+++ Passage +++
As I’ve done now for a few days out of the last week, I’m writing today to share an exercise I’ve completed in conjunction with one of my creative writing courses that I’ve been working through on Coursera.org this month.
As I did last week with a point-of-view exercise, an insider-outsider-eavesdropper exercise, a superhero therapy dialogue exercise, and today’s bit about observing a slow-motion motorcycle wreck, tonight I’m sharing another writing exercise.
This assignment tasked me with writing a 500-750 word flash-draft of a character who has a routine. The task must be completed in the second person. The writing here is largely autobiographical, but it qualifies as flash fiction, I think. Do you want to try the challenge with me? Feel free to share your work!
A routine in the second person. 650 words.
You think about her when you lay out your clothes each night at 9:30PM.
You arrange them as you do because you’ve decided that this is the first step in the most efficient procedure of getting dressed in the dark for your workday. From the dresser, you cross the room to the custom cabinets you and your wife chose together, the one you took out a loan to cover costs for, back in the spring of the year after you bought the house together. You use the hanger to post the shirt on the brass handle affixed to the cabinet. It’ll be impossible to miss in the morning.
You cross back across the tile to the cabinet with shelves – of which you’ve been allotted the bottom two of six – and select your pants. You can choose from Carhartt, Columbia, Prana, and Outdoor Research. Grab the ones you don’t think you’ve worn in a few days, or default to your favorite if you’re at the start of a new week. A few steps to the right take you back to the centrally located dresser, where you select underwear and socks after folding the pants in half and placing them on top of the dresser. Usually at this point you remember that you’ll need a belt, and you find whatever belt is still in the pants you wore yesterday and loop it neatly next to where you’re setting out everything else. You need to know where it is when you can’t see what you’re doing.
The socks and underwear, including an undershirt, are to be placed in the order in which you’ll need them atop the pants. Be sure that the stack has what you need and that the simple shirt you’ve chosen seems to work alright with the pants. They all do (you chose simple shirts for this reason).
Last things last. You double-check that your wallet and keys are in their spot in the top, right-hand-side drawer in that distressed-wood dresser that the two of you chose together in that short month of living together before getting married back in 2018. Are your car keys in their home location? Be sure. Keys to the office? Are your shoes on top of the shelving at the north end of the room? You need to be able to find them in the dark, lace them in the dark.
At first approach to setting your SOP [Standard Operating Procedure], you thought about a few things in combination. Your first concern was for her, of course, and your second concern was for what would work best. “Best” here was a determination met by calculating your sub-optimal options given the constraints presented by (1) caring about another person’s comfort and (2) living as a human with limited cognitive abilities.
It goes without saying that you don’t want to wake her when you’re getting up for work two hours before she will need to get up. You know you would hate for her to turn on the lights when you’re sleeping – or trying to sleep – and so that’s rule number one.
Rule number two is that it’s hard to make choices in the dark, so it’s best to make up your mind before bed. It’s even tougher to make choices in the dark when you’re only operating at half-capacity, and you know well enough that your processing speed at 6:30 AM is approximately half of where it will be by mid-morning. That’s before the mid-day slowdown, of course…
Committed as you are to setting a plan and sticking with it, you established a routine. Now you keep to it. You’ve thought about changing it now and again, but any benefit from changing the routine will be outweighed by the cost of triggering memory lapses and producing early morning foul-ups. Better just to stay with something that works than to seek perfection – a wasted effort.
+++ Information +++
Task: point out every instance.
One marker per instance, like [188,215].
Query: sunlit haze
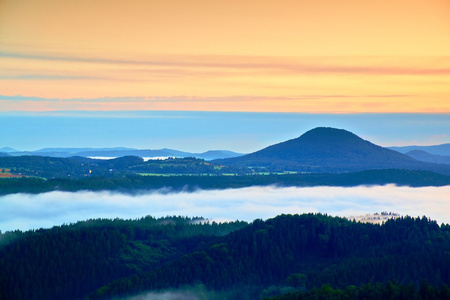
[272,56]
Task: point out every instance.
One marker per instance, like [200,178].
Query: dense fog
[25,211]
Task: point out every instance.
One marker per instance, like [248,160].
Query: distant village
[375,218]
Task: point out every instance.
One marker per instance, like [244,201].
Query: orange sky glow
[347,56]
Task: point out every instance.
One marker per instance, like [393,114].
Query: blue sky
[201,131]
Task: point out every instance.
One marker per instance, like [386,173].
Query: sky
[308,56]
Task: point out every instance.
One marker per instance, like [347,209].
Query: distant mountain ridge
[325,149]
[427,157]
[120,152]
[443,149]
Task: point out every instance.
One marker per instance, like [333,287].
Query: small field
[6,173]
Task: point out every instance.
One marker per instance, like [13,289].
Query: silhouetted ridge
[325,149]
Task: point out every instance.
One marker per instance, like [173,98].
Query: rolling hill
[326,149]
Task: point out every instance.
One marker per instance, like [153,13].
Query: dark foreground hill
[329,150]
[113,258]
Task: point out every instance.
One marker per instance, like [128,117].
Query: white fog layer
[24,211]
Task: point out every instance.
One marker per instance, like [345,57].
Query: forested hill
[235,260]
[330,150]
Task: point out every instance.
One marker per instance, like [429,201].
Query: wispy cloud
[416,66]
[22,211]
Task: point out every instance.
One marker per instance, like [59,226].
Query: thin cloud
[325,65]
[23,211]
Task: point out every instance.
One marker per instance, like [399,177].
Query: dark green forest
[288,257]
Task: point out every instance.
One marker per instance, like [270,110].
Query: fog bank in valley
[24,211]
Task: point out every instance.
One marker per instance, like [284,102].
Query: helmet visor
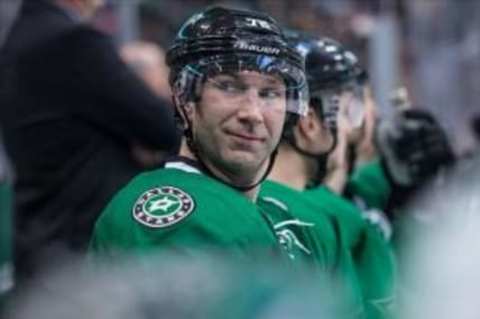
[296,89]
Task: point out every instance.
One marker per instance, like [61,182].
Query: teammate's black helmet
[220,40]
[329,63]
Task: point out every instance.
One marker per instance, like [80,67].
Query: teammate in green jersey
[364,259]
[233,78]
[6,226]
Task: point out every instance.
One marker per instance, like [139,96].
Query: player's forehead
[251,78]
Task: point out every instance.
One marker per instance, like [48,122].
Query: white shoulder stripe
[183,167]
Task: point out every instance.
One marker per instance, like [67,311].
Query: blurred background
[432,47]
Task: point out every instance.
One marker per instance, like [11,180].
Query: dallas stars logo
[162,207]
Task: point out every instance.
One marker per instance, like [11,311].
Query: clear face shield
[189,83]
[353,104]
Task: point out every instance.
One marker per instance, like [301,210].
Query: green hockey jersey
[304,223]
[372,254]
[6,258]
[181,211]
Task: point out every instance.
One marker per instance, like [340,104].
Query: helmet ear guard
[221,41]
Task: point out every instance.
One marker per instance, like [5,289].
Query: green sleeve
[6,233]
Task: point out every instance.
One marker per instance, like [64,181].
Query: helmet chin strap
[321,157]
[195,150]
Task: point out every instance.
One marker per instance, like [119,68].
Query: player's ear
[309,125]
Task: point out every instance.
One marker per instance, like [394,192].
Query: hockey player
[332,73]
[233,78]
[6,226]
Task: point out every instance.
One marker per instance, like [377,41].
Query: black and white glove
[413,147]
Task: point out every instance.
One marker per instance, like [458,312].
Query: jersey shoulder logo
[163,207]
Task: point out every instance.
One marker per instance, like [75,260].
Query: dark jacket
[69,110]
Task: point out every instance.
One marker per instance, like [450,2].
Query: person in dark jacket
[70,111]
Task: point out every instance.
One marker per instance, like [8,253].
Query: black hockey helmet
[330,69]
[220,40]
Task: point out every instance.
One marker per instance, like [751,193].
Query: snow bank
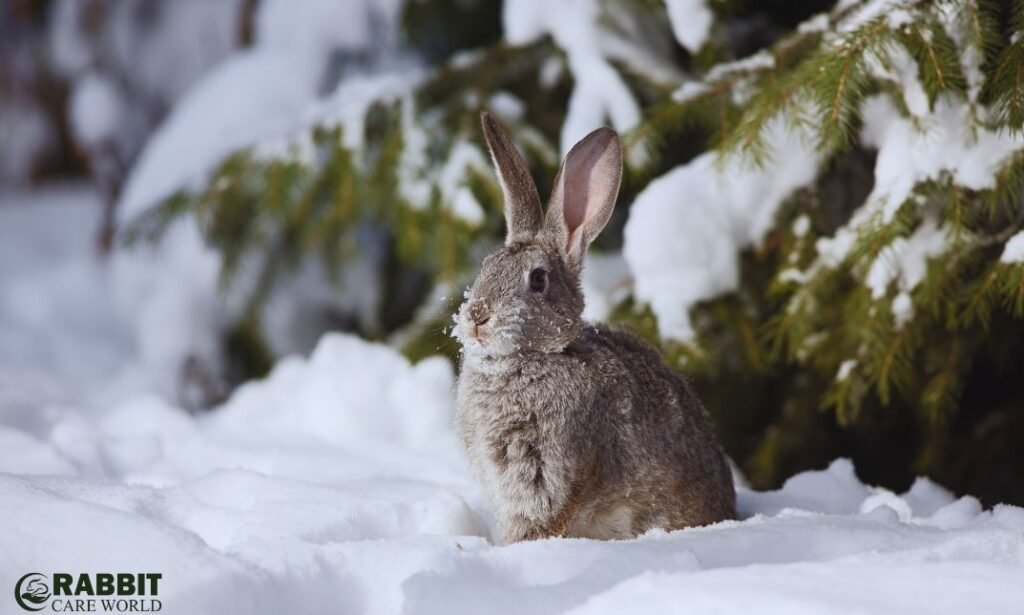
[336,484]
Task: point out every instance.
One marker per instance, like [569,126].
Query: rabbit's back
[663,451]
[603,438]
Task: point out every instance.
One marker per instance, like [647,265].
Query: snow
[95,105]
[690,22]
[944,142]
[686,228]
[262,94]
[1013,252]
[906,259]
[599,94]
[845,368]
[336,484]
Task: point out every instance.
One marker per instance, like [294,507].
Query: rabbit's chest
[518,441]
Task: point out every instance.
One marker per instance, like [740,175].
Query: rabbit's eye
[539,280]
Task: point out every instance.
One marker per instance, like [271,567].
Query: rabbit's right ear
[522,204]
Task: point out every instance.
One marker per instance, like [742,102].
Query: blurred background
[819,220]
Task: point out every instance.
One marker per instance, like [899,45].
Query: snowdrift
[336,486]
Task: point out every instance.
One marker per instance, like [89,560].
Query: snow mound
[336,483]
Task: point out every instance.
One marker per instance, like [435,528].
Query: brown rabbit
[574,429]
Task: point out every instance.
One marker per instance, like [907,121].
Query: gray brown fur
[573,429]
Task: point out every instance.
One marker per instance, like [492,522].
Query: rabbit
[574,429]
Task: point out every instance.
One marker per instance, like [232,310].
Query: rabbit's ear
[585,193]
[522,204]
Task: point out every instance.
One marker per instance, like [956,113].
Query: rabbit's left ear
[585,193]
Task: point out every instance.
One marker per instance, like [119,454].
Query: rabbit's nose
[479,314]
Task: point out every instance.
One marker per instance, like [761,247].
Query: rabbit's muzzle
[479,315]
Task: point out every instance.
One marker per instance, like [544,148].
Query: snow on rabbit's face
[525,298]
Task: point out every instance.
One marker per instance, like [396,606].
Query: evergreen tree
[864,162]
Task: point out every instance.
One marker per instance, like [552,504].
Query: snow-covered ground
[336,485]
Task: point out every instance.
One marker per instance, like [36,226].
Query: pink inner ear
[583,178]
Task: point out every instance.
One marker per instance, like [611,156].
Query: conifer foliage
[822,224]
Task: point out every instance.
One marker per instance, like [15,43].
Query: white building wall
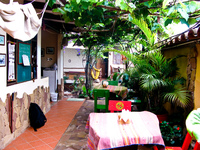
[20,88]
[72,62]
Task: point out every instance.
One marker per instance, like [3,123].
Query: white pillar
[39,41]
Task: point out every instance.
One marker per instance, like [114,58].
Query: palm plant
[158,80]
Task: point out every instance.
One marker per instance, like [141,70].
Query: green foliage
[171,134]
[156,79]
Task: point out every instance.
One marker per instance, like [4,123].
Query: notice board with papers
[23,69]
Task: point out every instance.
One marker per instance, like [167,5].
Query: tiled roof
[190,35]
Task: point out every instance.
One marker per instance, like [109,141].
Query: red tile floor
[46,137]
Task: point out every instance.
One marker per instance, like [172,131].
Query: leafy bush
[171,134]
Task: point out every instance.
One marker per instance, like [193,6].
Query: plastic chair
[113,83]
[101,93]
[119,105]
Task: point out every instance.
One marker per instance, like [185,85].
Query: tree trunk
[86,70]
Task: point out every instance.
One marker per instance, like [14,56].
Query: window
[22,62]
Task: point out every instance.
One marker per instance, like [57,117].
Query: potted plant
[156,80]
[171,134]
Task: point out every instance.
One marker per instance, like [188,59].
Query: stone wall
[20,113]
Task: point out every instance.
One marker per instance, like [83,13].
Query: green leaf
[68,9]
[146,4]
[51,3]
[165,2]
[171,10]
[117,2]
[191,6]
[176,21]
[60,10]
[93,1]
[78,1]
[183,21]
[168,21]
[192,21]
[183,13]
[123,5]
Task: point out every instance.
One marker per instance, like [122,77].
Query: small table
[118,90]
[105,131]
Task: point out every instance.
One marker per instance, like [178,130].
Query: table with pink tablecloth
[118,90]
[105,130]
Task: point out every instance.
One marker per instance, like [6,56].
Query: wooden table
[105,131]
[118,90]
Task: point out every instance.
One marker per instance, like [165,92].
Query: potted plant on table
[156,80]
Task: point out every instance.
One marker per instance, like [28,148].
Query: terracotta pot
[162,117]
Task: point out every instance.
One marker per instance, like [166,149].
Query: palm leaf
[180,96]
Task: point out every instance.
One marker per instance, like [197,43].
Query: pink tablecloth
[118,90]
[106,132]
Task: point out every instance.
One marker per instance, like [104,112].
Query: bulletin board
[23,72]
[24,49]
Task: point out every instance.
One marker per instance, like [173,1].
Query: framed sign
[50,50]
[2,60]
[2,40]
[24,49]
[42,52]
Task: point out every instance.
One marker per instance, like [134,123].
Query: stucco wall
[181,62]
[12,127]
[197,81]
[30,91]
[49,39]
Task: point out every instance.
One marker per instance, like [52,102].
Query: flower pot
[162,117]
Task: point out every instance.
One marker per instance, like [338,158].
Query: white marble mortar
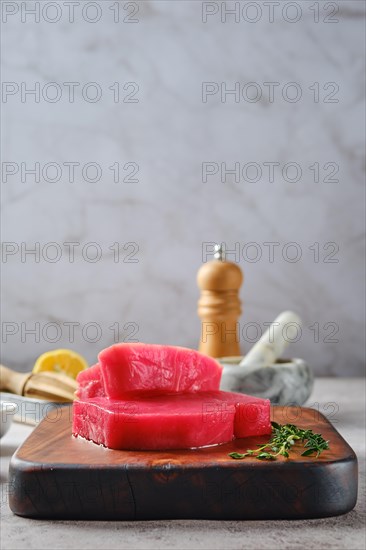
[285,382]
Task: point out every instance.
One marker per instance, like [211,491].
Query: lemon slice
[61,360]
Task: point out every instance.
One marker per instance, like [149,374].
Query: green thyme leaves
[282,440]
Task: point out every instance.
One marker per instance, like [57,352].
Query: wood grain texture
[54,475]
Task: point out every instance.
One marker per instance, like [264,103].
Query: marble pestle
[262,373]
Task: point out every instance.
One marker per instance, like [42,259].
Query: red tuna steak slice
[157,368]
[90,383]
[171,421]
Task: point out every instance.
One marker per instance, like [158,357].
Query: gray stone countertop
[341,399]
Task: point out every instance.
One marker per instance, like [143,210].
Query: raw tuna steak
[90,383]
[171,421]
[156,368]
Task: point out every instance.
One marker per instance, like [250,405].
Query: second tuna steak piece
[170,421]
[156,368]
+++
Translate this sentence from the passage about a nightly clothing routine into Spanish: "Rule number two is that it's hard to make choices in the dark, so it's best to make up your mind before bed."

### Solution for this problem:
La regla número dos es que es difícil tomar decisiones en la oscuridad, así que es mejor decidirse antes de acostarse.